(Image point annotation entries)
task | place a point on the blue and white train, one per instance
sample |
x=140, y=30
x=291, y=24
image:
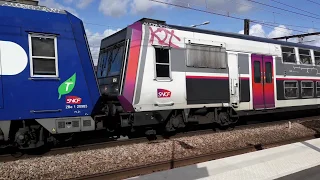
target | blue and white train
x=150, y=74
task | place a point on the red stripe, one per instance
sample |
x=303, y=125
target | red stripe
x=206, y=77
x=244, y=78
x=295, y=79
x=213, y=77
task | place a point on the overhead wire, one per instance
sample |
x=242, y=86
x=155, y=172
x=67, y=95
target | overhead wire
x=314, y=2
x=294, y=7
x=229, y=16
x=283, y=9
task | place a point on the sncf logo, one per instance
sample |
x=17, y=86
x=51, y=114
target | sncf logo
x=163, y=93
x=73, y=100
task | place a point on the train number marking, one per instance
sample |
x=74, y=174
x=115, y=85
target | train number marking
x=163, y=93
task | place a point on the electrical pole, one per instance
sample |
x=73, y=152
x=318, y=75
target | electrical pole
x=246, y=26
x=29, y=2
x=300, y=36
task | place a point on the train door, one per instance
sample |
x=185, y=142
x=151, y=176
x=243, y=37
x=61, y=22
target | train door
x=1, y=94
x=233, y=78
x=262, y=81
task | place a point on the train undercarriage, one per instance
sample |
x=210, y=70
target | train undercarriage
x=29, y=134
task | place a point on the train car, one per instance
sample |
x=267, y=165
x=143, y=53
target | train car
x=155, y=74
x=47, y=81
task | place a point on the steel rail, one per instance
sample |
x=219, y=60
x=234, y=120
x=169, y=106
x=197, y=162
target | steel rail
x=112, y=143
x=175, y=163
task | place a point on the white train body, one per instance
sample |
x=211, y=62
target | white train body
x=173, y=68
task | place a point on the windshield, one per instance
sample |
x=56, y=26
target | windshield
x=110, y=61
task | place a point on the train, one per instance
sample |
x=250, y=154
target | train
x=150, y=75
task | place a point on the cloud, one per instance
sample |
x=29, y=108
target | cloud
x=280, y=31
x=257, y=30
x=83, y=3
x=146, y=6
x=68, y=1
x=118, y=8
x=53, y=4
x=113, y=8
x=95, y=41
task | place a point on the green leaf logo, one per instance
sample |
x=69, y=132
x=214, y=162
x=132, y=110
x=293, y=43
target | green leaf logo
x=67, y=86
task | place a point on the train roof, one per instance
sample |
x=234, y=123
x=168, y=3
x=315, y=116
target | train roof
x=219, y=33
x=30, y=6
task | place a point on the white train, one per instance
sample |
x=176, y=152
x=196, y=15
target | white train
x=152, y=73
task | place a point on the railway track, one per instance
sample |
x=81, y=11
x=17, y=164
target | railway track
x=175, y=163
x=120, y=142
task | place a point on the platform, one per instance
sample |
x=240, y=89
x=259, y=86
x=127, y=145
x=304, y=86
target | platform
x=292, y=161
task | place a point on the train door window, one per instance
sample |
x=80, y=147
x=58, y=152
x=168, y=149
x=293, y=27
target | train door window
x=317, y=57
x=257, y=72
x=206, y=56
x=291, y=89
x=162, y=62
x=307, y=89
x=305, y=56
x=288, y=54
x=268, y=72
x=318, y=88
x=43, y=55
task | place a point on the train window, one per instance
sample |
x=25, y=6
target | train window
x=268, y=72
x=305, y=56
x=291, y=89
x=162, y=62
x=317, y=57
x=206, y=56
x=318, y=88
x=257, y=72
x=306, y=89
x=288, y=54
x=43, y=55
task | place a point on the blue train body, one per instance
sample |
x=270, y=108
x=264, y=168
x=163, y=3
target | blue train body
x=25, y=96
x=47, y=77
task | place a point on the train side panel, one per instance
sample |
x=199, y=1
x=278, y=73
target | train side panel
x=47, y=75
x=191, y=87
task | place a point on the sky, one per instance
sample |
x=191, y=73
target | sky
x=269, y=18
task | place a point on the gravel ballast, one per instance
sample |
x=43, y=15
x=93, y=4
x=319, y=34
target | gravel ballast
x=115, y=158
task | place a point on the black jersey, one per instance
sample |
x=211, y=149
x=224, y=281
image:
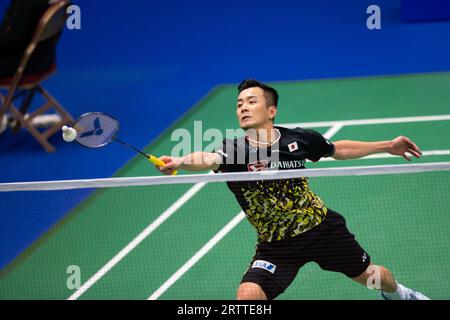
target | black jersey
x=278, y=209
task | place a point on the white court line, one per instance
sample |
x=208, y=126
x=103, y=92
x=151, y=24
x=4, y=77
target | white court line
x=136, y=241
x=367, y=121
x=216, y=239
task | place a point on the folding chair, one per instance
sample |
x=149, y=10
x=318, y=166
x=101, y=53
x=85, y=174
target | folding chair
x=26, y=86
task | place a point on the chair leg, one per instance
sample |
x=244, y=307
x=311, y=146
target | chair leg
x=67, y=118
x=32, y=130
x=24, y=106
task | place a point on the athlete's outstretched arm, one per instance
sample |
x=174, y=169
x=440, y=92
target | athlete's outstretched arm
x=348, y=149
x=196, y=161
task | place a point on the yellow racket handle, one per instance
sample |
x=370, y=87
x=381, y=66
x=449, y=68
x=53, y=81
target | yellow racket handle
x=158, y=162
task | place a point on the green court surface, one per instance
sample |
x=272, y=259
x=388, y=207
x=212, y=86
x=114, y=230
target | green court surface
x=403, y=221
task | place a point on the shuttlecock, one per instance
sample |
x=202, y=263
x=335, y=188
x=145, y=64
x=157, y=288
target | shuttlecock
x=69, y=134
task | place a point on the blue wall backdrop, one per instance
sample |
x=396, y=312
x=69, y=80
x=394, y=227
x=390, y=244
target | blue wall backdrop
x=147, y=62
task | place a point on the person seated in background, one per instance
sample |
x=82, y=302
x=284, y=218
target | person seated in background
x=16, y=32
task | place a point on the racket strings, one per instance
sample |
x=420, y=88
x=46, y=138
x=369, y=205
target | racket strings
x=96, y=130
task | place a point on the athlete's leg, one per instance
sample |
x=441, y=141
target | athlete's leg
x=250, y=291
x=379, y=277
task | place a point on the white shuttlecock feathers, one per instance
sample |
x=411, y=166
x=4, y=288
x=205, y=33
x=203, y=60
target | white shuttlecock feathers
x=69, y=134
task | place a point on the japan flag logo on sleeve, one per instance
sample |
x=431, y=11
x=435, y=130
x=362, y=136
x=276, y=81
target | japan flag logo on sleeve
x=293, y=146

## Task brief
Reproduce the rows without any change, from the line containing "task | place a point on the train door, one" to the line containing "x=262, y=81", including both of those lines.

## Solution to the exercise
task | place a point on the train door, one per instance
sample |
x=185, y=142
x=151, y=176
x=243, y=37
x=61, y=22
target | train door
x=1, y=94
x=233, y=78
x=262, y=81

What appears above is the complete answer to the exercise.